::: Dataset records

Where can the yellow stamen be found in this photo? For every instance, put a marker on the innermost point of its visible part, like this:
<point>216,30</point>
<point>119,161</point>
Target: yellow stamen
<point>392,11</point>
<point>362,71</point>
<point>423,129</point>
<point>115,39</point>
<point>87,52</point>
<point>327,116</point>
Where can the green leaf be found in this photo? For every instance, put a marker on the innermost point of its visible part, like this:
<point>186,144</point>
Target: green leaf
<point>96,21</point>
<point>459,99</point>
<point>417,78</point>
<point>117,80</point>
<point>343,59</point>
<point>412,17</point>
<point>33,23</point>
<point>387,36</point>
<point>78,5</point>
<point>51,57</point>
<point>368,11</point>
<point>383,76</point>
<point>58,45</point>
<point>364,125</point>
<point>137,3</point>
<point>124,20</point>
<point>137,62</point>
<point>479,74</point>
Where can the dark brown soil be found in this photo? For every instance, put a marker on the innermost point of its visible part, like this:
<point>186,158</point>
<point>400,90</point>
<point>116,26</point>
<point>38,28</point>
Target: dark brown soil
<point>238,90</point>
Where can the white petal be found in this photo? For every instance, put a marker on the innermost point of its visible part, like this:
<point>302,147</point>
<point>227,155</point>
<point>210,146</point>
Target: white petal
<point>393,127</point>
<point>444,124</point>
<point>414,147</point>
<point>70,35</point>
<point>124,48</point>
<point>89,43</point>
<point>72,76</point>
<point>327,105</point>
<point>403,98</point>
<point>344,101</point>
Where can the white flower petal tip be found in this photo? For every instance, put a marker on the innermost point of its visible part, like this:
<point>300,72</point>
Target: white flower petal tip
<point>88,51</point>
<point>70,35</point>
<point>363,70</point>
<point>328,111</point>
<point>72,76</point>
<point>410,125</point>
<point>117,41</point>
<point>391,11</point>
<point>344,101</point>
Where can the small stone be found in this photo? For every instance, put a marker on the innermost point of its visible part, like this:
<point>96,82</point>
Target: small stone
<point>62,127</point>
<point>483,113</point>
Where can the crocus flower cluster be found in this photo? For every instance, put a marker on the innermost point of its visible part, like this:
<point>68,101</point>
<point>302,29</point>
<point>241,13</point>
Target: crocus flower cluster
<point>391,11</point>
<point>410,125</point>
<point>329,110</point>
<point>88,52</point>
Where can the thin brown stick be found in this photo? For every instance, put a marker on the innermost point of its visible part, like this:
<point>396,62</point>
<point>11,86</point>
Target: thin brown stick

::::::

▶ [What the task asks]: Transcribe only the lines from the beginning of the entries to the line with "<point>186,144</point>", inclusive, exactly as written.

▶ [Task answer]:
Where can the yellow stamen be found in this photo? For every instance, put a marker on the innermost point of its visible part, like this:
<point>216,30</point>
<point>119,161</point>
Target: yellow stamen
<point>392,11</point>
<point>362,71</point>
<point>423,129</point>
<point>115,39</point>
<point>87,52</point>
<point>327,116</point>
Where can the green leaf be found in this photo? For every instance, put a marker on the innermost point of its visible part, like this:
<point>186,144</point>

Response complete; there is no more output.